● PROBLEM REQUIREMENTS: Each entry should be quoted word for word, including every mark of punctuation.

● RECORDS SHOWN:

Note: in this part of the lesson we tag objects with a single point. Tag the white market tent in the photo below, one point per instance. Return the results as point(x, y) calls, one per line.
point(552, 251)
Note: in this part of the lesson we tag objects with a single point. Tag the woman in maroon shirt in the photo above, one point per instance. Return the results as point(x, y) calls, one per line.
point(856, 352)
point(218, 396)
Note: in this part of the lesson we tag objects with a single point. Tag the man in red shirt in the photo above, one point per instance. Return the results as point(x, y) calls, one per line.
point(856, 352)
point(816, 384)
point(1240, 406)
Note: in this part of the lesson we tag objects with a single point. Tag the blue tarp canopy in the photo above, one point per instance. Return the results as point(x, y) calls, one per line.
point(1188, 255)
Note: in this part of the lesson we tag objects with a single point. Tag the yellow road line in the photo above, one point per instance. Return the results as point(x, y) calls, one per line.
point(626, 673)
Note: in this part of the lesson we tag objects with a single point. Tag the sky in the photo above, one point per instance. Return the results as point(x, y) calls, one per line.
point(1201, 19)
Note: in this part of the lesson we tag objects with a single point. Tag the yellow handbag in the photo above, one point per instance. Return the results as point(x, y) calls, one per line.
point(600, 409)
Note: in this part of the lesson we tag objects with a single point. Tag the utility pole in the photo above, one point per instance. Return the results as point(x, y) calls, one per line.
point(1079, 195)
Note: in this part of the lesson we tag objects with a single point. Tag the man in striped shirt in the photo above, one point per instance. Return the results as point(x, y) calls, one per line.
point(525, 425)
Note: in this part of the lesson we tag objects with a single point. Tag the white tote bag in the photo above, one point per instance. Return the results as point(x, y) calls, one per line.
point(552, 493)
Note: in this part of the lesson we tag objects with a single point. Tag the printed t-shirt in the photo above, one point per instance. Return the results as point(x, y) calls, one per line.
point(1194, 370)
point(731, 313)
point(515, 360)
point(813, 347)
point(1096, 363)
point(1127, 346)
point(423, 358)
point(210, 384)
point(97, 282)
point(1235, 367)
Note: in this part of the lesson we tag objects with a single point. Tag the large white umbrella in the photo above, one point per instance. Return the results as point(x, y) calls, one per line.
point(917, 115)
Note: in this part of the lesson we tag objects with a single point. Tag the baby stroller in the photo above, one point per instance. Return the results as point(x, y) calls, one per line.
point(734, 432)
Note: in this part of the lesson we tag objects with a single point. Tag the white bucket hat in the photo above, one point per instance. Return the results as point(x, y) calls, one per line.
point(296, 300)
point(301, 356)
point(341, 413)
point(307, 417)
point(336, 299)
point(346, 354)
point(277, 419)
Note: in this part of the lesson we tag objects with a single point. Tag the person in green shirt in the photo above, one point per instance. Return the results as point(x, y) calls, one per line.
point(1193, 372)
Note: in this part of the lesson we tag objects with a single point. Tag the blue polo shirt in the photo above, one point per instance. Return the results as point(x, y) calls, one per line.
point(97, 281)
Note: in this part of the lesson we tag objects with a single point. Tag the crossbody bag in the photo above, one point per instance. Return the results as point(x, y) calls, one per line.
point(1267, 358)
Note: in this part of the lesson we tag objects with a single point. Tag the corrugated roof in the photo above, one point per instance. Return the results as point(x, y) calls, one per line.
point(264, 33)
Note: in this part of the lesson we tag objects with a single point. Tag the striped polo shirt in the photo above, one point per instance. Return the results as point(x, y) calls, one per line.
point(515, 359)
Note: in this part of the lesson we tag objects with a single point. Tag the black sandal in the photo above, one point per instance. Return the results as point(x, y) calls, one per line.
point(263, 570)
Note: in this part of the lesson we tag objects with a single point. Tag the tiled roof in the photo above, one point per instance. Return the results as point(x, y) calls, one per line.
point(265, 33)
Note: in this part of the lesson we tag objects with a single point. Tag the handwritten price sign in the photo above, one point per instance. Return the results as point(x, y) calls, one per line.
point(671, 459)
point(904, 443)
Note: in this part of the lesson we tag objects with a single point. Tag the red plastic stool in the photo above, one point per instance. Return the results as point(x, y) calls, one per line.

● RESPONSE TO THE EXERCISE:
Note: in this part of the lesson we tag objects with a single point. Tag the white market tent in the photo below, one point per instance. Return the results as point(x, y) calls, one per line.
point(552, 251)
Note: in this part of the lesson we tag objects with a single point. Tag the woman in maroon shirt in the photo above, one point per instance. Return the results as point(x, y) calls, one per line.
point(856, 352)
point(218, 396)
Note: in this part of the lesson we tag objects with a single point. Tag the man in red shirt in the photo above, one point per instance. Return the results as point(x, y) calls, one per line.
point(856, 352)
point(816, 384)
point(1240, 406)
Note: in this part of the lesson we tag objects with a single point. Tag the blue tarp canopy in the photo above, one point per instance. Return the results as point(x, y) calls, one per line.
point(1188, 255)
Note: in this part of the lesson we tag objects with a single point. Tag the yellow road line in the photo above, one point per instance. Return the results as point(x, y) calls, one per line.
point(626, 673)
Note: in this part of the lesson we tag objects with a single point. Tag the sky in the photo above, one point per instance. Return the results as point(x, y) calls, one per line.
point(1201, 19)
Note: in this part of the lesson we tag objects with a single point. Tag the yellow handbag in the photo above, one point per instance. Return the results as point(x, y) calls, one per line.
point(600, 409)
Note: in this part of the lesson we tag objects with a single point. Tag the utility pole in the photo above, one point per instance. Return the results as point(x, y) calls, one per line.
point(1079, 195)
Note: in this part of the lesson we tag objects with a single point. Tag the man in striped shirt in the photo above, one point per instance. Return the results as point(x, y) calls, one per line.
point(525, 425)
Note: in this part of the lesson we tag objects with a single point. Tag the white tote bag in the photo above, one point per instance. Return the results as point(x, y) calls, one per line.
point(552, 493)
Note: in this part of the lesson we tag objects with a single point. Tag the printed t-shirt in the photo above, one point per instance. Return the results as point(x, y) calls, one per line.
point(1194, 370)
point(731, 313)
point(515, 360)
point(813, 347)
point(1096, 363)
point(1127, 346)
point(423, 358)
point(210, 384)
point(97, 282)
point(1235, 367)
Note: in this part of the lesson we tag objects with a single point. Tag the large white umbrella in the photo above, one point per instance. Return the results as point(x, y) calls, one per line.
point(917, 115)
Note: in this part of the lesson we tag objects with a single point. Tag the baby stroller in the photo above, one point per instance. Return the results as point(x, y) calls, one per line.
point(734, 432)
Note: in this part of the lesson we tag objects with a single point. Tag the white bucket hat in the photo above, one point per instance. Return the results as point(x, y) calls, one per line.
point(296, 300)
point(301, 356)
point(341, 413)
point(307, 417)
point(336, 299)
point(346, 354)
point(277, 419)
Note: in this part of the lesson we tag objects with a single point. Tag the person in green shirt in the photo above, one point per instance. Return the results as point(x, y) calls, one per line.
point(1193, 372)
Note: in this part of the lesson we tag objects with a single point. Tag the blue polo shirt in the photo above, one point per instance. Return the results as point(x, y) calls, one per line.
point(97, 281)
Note: in this part of the lesson we tag objects with a single point. Tag the crossbody bag in the photo above, one point per instance. Return the results as point(x, y) calls, one per line.
point(1267, 358)
Note: in this part of the lesson we tag objects with a single point. Tag the corrugated roof in the photo above, one point per instance. Return the results as point(x, y) calls, one per line.
point(264, 33)
Note: in this part of the lesson we tag objects with a single point. Tag the striped polo shirt in the photo above, one point per instance. Return the results as point(x, y) calls, one per line.
point(515, 359)
Note: in this part of the lesson we tag objects with a single point. Tag the black sandal in the photo above, one point per instance. Return the results as point(x, y) calls, one per line.
point(263, 570)
Note: in this part of the lesson we tag objects with a single point. Tag the tiled roof in the photo above, one point per instance. Return the results as point(x, y) calls, one per line.
point(265, 33)
Note: in this part of the lesson we tag objects with a single point. Tag the handwritten price sign in the photo above, one point per instance. Return the results as point(x, y) calls, one per line.
point(671, 459)
point(904, 443)
Note: in this part of the lesson we tag objects with a single point. Tag the red plastic stool in the photo above, one point per instance. Return the results as point(x, y) calls, one per line.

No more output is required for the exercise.